■ **Reading passage**:
________________________________________
On April 5, 2014, the NY Times published another article by Elisabeth Rosenthal on the extremely high costs of healthcare in this country. This article focused on the escalating costs of type 1 diabetes care – now in the range of $26,000 per year for medication and equipment. She also told the story of a science teacher who had been getting Remicade infusions for psoriatic arthritis every 6 weeks at NYU – he stopped going when he discovered that his insurance company was paying almost $100,000 for each infusion. As long as the fees paid for virtually all healthcare services remain a secret, this kind of misguided use of insurance premiums will continue. Consumers need access to the fees paid for healthcare services before they receive care. This is particularly important now that 40% of consumers have a high deductible.
On February 13, 2014, the NY Times published an article by Elisabeth Rosenthal entitled “Apprehensive. Many Doctors Shift To Jobs With Salaries”. She describes how healthcare providers are joining larger medical practices and often take salaried positions. Physicians join hospital-based practices primarily for two reasons. First, because the complexity of running a cutting edge healthcare practice, with all of the technologic and regulatory challenges, requires tremendous effort and expense. The second reason is that hospital-based practices are paid substantially higher fees than smaller independent practices.
________________________________________
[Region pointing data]
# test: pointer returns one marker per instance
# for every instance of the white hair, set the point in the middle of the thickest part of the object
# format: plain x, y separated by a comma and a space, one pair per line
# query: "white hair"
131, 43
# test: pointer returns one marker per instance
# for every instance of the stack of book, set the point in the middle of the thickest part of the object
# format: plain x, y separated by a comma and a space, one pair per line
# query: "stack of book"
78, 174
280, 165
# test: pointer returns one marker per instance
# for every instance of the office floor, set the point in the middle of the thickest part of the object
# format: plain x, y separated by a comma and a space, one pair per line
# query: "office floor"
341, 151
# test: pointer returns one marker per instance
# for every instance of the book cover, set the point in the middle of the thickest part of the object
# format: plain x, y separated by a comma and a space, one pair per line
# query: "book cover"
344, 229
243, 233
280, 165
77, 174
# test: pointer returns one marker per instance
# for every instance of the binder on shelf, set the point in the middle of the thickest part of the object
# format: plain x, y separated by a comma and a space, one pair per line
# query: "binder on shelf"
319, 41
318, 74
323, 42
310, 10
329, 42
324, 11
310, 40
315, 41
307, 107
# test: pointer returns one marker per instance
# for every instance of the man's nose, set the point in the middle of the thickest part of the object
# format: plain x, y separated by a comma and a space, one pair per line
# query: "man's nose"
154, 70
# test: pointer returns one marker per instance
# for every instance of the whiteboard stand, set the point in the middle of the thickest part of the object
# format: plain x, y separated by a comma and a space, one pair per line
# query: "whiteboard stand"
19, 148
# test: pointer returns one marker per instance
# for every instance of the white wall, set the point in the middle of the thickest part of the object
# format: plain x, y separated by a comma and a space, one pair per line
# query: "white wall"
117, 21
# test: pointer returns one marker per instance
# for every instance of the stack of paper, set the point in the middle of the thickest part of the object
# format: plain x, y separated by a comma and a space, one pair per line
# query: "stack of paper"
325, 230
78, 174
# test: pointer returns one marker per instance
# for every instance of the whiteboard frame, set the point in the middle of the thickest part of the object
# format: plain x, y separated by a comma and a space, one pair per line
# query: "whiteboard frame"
________________________________________
■ **Tasks to carry out**:
a) According to the healthcare costs passage, what share of consumers now have a high deductible?
b) Extend the healthcare costs passage from the point where it stops.

■ **List of answers**:
a) 40% of consumers have a high deductible.

b)
When fees for healthcare become transparent, it will be clear that the rapid consolidation of healthcare providers that has been occurring over the past decade, has come at a hefty price. Until we understand the impact that consolidation has had on costs of care, we cannot do a meaningful analysis to determine if the benefits justify the costs.
Many of the contracts that salaried physicians are signing include incentives to those that give cost-effective care. If doctors spend less on patient care than a fixed benchmark (set by the organization), they are eligible for a bonus. In theory, this will reduce the wasteful spending estimated at 30% of current healthcare costs. Accountable Care Organizations (ACOs) are also designed to work this way to reduce healthcare spending. However, it has not yet been shown that such incentives can bend the cost curve. In fact, after a five year pilot study, and one full year in practice, the most enthusiastic medical centers that signed up for the ACO program in year one have managed to reduce spending by less than 1%.
The current trends in our healthcare system appear to be exacerbating the cost conundrum. At the very least, we need an assessment of the costs of consolidation and an honest review of the flaws inherent in the ACO model. A better solution lies in a competitive marketplace where transparency of cost and quality allow consumers to drive down the costs of care.